Exercise prompt >> Reproduce the items from the start through the line containing "217, 0, 231, 162", keeping every line, including the requests. Offset each coordinate in the answers by adding 95.
# Items start
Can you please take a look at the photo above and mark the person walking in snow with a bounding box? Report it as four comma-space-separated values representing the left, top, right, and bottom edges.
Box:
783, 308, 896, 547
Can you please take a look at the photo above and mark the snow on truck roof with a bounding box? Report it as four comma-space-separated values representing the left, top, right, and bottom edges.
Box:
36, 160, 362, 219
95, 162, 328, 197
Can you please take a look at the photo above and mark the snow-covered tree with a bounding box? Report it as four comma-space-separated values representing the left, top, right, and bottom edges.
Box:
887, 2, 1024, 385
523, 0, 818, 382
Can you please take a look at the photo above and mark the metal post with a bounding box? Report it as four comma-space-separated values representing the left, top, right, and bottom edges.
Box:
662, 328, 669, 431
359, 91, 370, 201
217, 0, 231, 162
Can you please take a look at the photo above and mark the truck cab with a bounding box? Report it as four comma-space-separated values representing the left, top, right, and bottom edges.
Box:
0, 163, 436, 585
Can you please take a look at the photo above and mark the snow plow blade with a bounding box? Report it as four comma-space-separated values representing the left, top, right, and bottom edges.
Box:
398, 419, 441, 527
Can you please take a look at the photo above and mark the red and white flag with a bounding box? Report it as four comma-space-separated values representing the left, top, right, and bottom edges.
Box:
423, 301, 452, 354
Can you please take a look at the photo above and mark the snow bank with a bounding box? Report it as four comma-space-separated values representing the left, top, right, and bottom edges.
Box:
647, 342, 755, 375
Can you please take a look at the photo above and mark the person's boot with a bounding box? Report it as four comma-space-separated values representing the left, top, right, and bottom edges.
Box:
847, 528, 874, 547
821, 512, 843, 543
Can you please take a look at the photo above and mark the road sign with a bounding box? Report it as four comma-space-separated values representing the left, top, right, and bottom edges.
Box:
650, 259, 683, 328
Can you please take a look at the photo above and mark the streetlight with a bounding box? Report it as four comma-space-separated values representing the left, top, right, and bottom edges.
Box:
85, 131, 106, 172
# Items end
Result for this task >>
Can you please take a look at the photo above and mark the person walking in snow with a bounding box? Report it as four comma-space-separated values representing the left, top, right, and bottom edges.
Box:
878, 403, 991, 642
Can you please take a look at the photo above and mark the snow on truck roof with a bounding box? Report it as four comma-space-separated values representing the left, top, right, and bottom edges.
Box:
131, 255, 457, 314
190, 257, 423, 292
Can you please take a look at the photo above and mark the snow-covered tree with a bounding box? Report it as four comma-space-separated values representing the left, top, right, and bottom edges.
Box:
982, 97, 1119, 480
618, 95, 913, 477
Can you please take a look at the photo above and mark the metal post with a bounding box? Report it as four comma-space-separated values representing the left, top, right, and bottom edges.
Box:
757, 423, 764, 526
454, 186, 465, 296
312, 95, 326, 257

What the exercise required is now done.